> **YOUR TASKS**
a) From the ten-row ReleaseYear output in the Spark DataFrame tutorial, list each distinct year that appears.
b) Reproduce the passage of the Spark DataFrame tutorial that opens with the words containing "If we want to" and closes with "Director: string (nullable = true)".
c) Carry on the Spark DataFrame tutorial from the point where it stops.

> **TEXT TO READ**
-------------------------

If we want to see the DB schema, then we can use:

In [26]:
df_practice.printSchema()

root
 |-- Title: string (nullable = true)
 |-- ReleaseYear: string (nullable = true)
 |-- Locations: string (nullable = true)
 |-- FunFacts: string (nullable = true)
 |-- ProductionCompany: string (nullable = true)
 |-- Distributor: string (nullable = true)
 |-- Director: string (nullable = true)
 |-- Writer: string (nullable = true)
 |-- Actor1: string (nullable = true)
 |-- Actor2: string (nullable = true)
 |-- Actor3: string (nullable = true)



## Selecting Columns and Indexing

To select a single column using its name,

In [30]:
df_practice.select('ReleaseYear').show(10)

+-----------+
|ReleaseYear|
+-----------+
|       2011|
|       2011|
|       2011|
|       2011|
|       2011|
|       2011|
|       2011|
|       2011|
|       2005|
|       2015|
+-----------+
only showing top 10 rows



To select multiple columns,

In [32]:
df_practice.select(['Title', 'ReleaseYear']).show(10)

-------------------------

> **DATASET EXTRACT**
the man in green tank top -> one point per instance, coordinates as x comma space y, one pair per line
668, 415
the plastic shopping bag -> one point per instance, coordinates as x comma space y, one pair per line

-------------------------

> **ANSWERS**
a)
2011
2005
2015

b)
If we want to see the DB schema, then we can use:

In [26]:
df_practice.printSchema()

root
 |-- Title: string (nullable = true)
 |-- ReleaseYear: string (nullable = true)
 |-- Locations: string (nullable = true)
 |-- FunFacts: string (nullable = true)
 |-- ProductionCompany: string (nullable = true)
 |-- Distributor: string (nullable = true)
 |-- Director: string (nullable = true)

c)
+--------------------+-----------+
|               Title|ReleaseYear|
+--------------------+-----------+
|                 180|       2011|
|                 180|       2011|
|                 180|       2011|
|                 180|       2011|
|                 180|       2011|
|                 180|       2011|
|                 180|       2011|
|                 180|       2011|
|24 Hours on Craig...|       2005|
|          Summertime|       2015|
+--------------------+-----------+
only showing top 10 rows



To check data types,

In [33]:
df_practice.dtypes

[('Title', 'string'),
 ('ReleaseYear', 'string'),
 ('Locations', 'string'),
 ('FunFacts', 'string'),
 ('ProductionCompany', 'string'),
 ('Distributor', 'string'),
 ('Director', 'string'),
 ('Writer', 'string'),
 ('Actor1', 'string'),
 ('Actor2', 'string'),
 ('Actor3', 'string')]

We see that the 'ReleaseYear' is still a string. We can cast the column type to an integer using the `withColumn()` method.

**N.B.** You can find various ways to cast a column type in [this link](https://sparkbyexamples.com/pyspark/pyspark-cast-column-type/).

In [7]:
df_practice.withColumn('ReleaseYear', df_practice.ReleaseYear.cast('int')).dtypes

[('Title', 'string'),
 ('ReleaseYear', 'int'),
 ('Locations', 'string'),
 ('FunFacts', 'string'),
 ('ProductionCompany', 'string'),
 ('Distributor', 'string'),
 ('Director', 'string'),
 ('Writer', 'string'),
 ('Actor1', 'string'),
 ('Actor2', 'string'),
 ('Actor3', 'string')]

The previous operation is not inplace.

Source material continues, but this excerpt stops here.